Problem to work on: Rewrite the part of the records below that opens with the line containing "silver frame -> masks, each instance" and runs through the end of the records as a JSON list of strings. Use one string per line, and leave out blank lines.

Provided information:
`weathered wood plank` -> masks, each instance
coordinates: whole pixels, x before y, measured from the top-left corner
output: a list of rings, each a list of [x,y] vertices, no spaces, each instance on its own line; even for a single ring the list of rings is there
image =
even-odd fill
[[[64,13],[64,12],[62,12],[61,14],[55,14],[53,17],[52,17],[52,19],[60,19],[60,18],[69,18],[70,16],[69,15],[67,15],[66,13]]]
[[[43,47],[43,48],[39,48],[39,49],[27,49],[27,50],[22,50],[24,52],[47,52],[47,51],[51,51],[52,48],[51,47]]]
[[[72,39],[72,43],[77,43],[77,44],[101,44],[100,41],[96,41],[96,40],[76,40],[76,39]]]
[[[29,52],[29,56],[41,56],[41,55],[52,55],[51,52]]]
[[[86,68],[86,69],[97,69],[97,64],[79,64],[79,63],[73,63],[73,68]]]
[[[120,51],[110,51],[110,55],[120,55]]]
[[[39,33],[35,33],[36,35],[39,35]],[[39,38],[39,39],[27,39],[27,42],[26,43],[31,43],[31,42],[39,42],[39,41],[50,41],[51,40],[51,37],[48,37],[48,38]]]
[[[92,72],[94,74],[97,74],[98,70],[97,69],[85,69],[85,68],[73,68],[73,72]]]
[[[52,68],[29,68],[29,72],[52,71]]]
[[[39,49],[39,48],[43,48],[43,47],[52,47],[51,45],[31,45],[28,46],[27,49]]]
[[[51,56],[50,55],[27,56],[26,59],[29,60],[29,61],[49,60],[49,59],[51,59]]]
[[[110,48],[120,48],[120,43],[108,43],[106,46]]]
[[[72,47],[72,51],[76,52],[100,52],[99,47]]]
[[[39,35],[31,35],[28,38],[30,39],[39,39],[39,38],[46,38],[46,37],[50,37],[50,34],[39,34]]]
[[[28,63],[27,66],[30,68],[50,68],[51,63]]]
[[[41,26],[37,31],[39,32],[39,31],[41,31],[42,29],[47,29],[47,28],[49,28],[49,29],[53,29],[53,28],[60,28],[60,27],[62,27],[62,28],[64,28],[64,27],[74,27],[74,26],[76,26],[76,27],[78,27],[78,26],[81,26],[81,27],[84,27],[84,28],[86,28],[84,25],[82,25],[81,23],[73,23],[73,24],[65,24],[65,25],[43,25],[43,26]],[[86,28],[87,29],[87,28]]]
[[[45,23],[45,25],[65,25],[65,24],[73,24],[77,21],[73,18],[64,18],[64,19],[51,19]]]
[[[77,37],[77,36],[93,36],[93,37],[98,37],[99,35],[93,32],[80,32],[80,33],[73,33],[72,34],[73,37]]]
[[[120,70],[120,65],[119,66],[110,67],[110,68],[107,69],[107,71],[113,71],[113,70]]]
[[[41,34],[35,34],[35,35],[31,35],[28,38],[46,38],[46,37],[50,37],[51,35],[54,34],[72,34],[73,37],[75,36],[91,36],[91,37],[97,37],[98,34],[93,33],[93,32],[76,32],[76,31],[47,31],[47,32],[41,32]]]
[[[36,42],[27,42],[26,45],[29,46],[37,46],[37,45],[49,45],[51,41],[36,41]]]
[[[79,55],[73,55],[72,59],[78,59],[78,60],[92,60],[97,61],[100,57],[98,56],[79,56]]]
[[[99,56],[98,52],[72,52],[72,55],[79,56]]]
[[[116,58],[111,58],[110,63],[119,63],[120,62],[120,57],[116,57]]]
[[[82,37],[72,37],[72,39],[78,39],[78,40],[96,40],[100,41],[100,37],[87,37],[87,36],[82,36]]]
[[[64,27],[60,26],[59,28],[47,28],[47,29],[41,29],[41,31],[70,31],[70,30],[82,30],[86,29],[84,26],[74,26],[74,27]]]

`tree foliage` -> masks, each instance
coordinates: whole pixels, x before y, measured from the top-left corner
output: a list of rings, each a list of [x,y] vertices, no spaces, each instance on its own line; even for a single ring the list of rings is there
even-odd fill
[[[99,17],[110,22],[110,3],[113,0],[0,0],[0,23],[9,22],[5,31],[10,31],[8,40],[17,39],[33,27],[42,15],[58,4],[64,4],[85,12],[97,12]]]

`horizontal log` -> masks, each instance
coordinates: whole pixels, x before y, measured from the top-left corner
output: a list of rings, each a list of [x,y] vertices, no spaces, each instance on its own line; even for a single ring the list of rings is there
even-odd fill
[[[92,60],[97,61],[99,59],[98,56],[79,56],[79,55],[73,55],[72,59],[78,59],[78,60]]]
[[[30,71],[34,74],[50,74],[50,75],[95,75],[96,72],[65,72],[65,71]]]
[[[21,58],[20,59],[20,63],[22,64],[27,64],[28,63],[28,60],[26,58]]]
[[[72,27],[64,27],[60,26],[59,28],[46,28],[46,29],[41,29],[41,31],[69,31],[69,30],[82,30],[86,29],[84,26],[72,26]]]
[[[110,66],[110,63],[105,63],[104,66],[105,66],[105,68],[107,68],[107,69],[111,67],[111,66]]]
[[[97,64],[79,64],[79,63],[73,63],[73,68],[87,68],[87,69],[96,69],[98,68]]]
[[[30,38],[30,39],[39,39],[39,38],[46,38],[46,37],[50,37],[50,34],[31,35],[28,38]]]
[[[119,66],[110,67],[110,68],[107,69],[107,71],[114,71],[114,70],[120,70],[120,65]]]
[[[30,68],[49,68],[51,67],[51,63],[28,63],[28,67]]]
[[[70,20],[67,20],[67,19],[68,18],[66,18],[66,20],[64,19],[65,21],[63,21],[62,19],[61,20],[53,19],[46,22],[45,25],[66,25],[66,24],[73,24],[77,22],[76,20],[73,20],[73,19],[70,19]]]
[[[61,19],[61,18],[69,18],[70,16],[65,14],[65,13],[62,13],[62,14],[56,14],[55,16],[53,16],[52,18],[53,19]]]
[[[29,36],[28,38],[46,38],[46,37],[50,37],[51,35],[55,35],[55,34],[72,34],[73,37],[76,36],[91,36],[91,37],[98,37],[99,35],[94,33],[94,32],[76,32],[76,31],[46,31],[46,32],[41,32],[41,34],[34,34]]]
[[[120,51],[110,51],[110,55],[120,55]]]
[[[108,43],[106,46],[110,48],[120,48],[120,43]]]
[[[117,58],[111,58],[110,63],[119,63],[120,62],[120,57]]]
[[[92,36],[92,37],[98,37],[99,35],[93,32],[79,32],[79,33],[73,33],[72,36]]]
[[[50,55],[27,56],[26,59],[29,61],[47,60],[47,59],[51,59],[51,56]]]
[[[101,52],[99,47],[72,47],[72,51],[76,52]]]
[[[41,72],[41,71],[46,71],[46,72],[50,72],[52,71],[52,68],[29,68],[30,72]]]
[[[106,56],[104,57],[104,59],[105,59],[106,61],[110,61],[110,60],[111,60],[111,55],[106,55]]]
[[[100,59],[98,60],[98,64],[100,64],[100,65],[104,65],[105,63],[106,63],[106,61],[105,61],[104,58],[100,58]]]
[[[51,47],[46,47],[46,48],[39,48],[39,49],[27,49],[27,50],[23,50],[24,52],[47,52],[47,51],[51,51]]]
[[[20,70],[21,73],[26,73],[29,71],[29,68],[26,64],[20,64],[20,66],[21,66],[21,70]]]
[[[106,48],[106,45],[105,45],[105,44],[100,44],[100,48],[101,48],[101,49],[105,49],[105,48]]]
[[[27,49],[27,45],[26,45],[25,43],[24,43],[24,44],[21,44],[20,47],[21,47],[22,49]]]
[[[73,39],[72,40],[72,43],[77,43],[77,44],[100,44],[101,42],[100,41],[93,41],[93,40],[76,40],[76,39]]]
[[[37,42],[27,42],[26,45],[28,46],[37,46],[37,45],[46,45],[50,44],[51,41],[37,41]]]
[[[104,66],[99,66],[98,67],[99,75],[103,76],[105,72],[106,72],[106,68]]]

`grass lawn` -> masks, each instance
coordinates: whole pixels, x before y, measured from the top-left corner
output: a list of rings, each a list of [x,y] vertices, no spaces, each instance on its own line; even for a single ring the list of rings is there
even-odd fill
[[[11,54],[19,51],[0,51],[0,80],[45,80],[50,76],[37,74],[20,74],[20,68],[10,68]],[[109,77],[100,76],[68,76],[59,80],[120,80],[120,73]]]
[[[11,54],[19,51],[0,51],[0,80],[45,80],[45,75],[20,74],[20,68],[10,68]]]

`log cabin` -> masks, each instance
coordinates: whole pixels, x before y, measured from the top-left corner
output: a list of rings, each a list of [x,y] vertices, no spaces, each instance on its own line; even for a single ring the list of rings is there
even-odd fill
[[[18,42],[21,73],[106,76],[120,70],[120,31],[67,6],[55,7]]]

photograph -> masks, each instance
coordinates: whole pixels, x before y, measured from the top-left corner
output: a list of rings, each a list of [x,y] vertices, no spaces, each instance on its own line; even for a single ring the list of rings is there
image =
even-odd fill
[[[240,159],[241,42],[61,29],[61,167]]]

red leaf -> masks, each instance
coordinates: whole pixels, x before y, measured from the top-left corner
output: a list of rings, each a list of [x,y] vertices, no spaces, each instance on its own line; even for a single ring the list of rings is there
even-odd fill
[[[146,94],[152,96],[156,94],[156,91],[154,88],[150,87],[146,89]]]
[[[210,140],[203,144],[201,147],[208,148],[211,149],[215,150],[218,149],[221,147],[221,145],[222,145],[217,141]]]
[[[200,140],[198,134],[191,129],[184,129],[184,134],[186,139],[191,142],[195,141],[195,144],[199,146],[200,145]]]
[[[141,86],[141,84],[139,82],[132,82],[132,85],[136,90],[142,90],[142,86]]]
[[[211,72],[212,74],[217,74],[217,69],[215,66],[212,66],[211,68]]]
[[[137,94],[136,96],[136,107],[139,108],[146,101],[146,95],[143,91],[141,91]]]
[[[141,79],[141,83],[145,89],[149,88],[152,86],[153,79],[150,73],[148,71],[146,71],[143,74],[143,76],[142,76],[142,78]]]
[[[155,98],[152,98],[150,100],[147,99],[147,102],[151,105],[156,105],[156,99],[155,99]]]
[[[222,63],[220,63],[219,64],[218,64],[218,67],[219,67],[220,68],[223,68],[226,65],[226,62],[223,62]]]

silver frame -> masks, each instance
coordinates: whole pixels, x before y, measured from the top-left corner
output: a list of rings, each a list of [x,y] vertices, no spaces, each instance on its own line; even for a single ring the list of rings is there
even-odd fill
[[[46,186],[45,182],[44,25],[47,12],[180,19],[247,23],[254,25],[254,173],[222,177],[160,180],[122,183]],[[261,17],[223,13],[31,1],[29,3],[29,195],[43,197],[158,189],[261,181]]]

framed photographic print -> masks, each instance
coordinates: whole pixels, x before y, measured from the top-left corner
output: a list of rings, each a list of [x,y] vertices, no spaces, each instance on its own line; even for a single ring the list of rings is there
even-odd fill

Solution to this problem:
[
  "silver frame -> masks, each instance",
  "coordinates: whole pixels, x before y, measured from the top-left corner",
  "output: a list of rings, each a list of [x,y] vertices, no spaces, each instance on its own line; even for a single ring the list of rings is there",
  "even-odd fill",
  "[[[46,186],[45,182],[44,25],[47,12],[180,19],[247,23],[254,25],[254,173],[222,177],[160,180],[122,183]],[[261,17],[223,13],[31,1],[29,3],[29,195],[43,197],[158,189],[261,181]]]",
  "framed photographic print -> masks, each instance",
  "coordinates: whole pixels, x before y, measured from the top-left corner",
  "output: a list of rings, each a list of [x,y] vertices, no spaces, each instance on its own line; even for a single ring the list of rings is there",
  "even-odd fill"
]